* [Set exercise]
Copy the items below verbatim, from their first line through the line containing "[723, 815, 937, 896]", inclusive.
____________________
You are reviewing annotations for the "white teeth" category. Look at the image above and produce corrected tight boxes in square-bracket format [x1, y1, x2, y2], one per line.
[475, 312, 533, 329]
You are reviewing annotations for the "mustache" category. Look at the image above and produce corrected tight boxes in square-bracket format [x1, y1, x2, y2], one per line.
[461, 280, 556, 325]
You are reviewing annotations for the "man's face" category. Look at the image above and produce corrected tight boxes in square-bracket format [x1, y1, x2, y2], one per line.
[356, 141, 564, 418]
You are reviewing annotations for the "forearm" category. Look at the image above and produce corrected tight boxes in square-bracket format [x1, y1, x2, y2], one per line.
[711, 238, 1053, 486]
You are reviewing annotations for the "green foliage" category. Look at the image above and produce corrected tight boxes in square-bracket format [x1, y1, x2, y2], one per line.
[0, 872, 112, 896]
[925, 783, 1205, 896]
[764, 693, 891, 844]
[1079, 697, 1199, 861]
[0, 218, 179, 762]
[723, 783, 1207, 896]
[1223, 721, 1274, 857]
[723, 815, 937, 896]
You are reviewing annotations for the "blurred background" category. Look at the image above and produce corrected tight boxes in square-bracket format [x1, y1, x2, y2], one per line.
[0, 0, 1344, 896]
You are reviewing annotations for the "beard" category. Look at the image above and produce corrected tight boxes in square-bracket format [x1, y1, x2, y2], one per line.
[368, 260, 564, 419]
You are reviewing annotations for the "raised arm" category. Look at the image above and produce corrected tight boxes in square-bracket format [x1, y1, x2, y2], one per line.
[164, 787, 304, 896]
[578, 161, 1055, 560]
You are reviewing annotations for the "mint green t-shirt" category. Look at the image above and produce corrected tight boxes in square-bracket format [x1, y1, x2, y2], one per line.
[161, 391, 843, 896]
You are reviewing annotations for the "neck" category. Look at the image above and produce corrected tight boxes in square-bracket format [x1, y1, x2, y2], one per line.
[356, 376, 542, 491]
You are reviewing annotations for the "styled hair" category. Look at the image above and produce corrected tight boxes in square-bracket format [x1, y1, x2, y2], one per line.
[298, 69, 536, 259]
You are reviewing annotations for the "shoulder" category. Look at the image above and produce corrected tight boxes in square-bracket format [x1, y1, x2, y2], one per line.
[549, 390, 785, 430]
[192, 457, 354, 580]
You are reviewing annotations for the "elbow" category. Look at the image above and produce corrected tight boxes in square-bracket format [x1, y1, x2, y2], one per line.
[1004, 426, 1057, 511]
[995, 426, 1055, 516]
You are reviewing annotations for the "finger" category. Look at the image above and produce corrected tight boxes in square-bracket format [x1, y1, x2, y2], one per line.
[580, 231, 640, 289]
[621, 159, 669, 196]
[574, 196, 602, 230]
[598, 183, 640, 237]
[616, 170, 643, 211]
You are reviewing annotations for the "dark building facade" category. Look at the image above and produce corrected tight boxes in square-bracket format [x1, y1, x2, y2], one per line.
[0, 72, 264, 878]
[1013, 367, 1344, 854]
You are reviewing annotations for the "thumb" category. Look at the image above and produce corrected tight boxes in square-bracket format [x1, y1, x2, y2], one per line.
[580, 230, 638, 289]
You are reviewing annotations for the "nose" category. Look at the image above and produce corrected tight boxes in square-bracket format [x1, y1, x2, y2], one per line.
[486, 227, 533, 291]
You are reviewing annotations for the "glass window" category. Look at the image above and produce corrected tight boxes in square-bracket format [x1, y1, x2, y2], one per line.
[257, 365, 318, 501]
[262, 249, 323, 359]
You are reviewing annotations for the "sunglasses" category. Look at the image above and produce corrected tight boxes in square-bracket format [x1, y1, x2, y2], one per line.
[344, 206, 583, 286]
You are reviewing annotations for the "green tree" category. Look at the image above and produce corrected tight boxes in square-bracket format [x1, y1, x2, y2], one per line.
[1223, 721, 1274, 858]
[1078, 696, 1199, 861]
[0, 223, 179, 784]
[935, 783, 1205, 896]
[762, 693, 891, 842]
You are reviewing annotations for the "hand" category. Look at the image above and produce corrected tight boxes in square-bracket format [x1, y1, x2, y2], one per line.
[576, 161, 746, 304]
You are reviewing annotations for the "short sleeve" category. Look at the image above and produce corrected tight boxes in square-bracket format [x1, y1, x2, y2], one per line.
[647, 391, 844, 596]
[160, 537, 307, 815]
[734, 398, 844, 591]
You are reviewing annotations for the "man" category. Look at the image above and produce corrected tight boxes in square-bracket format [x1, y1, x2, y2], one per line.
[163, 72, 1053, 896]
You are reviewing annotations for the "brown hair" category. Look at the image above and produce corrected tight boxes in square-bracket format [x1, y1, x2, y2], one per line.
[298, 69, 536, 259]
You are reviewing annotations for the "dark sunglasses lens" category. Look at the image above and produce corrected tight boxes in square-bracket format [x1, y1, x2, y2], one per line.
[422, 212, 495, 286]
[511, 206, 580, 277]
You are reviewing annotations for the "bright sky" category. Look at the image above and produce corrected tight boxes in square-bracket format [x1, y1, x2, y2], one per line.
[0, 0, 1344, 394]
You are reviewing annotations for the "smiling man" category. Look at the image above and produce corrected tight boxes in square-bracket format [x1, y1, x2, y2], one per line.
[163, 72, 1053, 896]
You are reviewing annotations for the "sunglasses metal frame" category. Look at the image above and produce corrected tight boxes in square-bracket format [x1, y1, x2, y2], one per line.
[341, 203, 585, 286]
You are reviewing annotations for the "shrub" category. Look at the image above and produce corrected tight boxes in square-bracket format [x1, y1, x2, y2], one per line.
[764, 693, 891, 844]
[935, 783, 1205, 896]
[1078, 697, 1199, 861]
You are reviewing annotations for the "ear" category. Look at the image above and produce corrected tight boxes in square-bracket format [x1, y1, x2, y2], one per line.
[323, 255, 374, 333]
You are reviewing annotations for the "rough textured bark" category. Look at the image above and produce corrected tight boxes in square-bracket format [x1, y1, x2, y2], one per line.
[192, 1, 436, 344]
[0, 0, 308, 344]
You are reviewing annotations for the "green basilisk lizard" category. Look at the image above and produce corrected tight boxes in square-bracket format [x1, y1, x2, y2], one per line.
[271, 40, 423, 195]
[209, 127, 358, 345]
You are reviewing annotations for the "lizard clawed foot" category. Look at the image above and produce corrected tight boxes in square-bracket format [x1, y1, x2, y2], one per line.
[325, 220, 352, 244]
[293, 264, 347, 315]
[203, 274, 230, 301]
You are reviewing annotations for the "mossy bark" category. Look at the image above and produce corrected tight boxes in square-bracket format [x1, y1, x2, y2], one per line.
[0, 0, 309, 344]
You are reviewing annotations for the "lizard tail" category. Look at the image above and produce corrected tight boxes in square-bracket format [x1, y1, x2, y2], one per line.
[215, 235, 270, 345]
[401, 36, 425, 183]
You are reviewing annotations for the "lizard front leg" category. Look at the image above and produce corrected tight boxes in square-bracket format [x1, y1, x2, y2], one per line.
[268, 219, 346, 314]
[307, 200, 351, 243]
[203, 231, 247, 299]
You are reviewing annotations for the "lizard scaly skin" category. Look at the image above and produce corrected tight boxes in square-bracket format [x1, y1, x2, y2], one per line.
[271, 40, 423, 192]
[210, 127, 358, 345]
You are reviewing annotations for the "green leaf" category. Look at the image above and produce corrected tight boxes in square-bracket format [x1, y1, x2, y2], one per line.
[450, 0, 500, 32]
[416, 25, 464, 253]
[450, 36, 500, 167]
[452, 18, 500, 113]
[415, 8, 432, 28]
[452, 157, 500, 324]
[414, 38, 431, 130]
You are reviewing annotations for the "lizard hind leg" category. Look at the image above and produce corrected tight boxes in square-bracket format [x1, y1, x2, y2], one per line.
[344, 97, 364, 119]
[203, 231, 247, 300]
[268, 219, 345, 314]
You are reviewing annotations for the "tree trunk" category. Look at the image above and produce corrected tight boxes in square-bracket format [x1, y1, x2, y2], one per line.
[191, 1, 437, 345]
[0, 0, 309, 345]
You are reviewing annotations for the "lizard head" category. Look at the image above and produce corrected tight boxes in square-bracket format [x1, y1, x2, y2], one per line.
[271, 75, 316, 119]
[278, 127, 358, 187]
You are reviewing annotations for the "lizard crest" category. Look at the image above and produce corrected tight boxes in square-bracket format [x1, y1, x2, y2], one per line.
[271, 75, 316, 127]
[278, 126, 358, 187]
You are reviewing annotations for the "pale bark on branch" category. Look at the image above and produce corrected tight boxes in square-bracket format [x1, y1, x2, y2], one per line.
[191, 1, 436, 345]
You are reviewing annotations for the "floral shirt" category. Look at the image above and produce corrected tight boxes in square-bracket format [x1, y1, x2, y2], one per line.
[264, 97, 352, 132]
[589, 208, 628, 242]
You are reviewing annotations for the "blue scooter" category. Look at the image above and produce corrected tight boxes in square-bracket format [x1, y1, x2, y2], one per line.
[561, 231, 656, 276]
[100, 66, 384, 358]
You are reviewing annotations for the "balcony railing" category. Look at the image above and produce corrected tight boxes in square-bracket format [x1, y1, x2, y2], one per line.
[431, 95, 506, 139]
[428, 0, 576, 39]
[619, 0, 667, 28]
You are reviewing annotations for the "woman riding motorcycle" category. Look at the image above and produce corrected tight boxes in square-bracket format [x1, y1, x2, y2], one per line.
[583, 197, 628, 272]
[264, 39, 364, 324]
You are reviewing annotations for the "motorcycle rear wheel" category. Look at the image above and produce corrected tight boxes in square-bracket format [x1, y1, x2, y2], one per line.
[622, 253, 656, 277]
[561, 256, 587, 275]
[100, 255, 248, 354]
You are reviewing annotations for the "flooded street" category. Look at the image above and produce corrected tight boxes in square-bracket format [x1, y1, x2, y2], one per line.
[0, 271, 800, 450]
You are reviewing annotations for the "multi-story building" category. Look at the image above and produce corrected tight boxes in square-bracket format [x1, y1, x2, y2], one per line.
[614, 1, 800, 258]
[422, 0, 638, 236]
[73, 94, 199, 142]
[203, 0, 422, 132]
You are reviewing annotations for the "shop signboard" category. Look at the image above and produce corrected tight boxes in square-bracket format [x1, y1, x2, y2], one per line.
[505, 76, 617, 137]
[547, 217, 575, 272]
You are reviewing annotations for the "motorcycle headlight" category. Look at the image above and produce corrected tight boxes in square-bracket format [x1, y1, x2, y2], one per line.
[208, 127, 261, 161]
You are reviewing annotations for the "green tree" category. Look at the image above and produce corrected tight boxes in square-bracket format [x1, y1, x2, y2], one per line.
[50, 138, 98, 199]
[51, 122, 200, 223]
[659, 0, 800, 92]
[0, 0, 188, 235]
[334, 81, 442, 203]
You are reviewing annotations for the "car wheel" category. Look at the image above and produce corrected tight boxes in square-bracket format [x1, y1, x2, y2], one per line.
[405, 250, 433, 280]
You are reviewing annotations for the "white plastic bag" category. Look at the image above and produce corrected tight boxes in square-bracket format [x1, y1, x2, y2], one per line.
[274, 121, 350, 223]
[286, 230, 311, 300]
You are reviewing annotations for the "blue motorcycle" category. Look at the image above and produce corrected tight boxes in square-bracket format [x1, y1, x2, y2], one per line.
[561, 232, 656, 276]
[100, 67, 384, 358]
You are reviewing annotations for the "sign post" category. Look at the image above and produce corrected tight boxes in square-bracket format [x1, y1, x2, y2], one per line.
____________________
* [Solution]
You are reviewing annotations for the "white teeth" category. Look at the image above and produce corrected tight boxes in square-bracket format [x1, y1, x2, y2], one per line.
[475, 312, 533, 329]
You are reviewing annotations for the "mustache" category. Look at the image above and produce corrected tight boxes in square-bracket format [x1, y1, x2, y2], one per line.
[461, 280, 556, 325]
You are reviewing annotations for the "man's face" category. Look at the image above and produce corrected tight boxes in square-bracket format [x1, y1, x2, y2], one per line.
[356, 141, 564, 418]
You are reviewing annotations for the "forearm" category. Look at the image above and produce corrected tight boxes in square-bracket format [x1, y1, x2, y2], one per line.
[711, 238, 1053, 486]
You are reviewing annotations for the "green foliage" category. Look at the image above and produce corrected tight boxes in square-bracket format [x1, y1, x2, y2], one per line.
[0, 872, 112, 896]
[925, 783, 1205, 896]
[764, 693, 891, 844]
[1079, 697, 1199, 861]
[0, 218, 179, 762]
[723, 783, 1207, 896]
[1223, 721, 1274, 857]
[723, 815, 937, 896]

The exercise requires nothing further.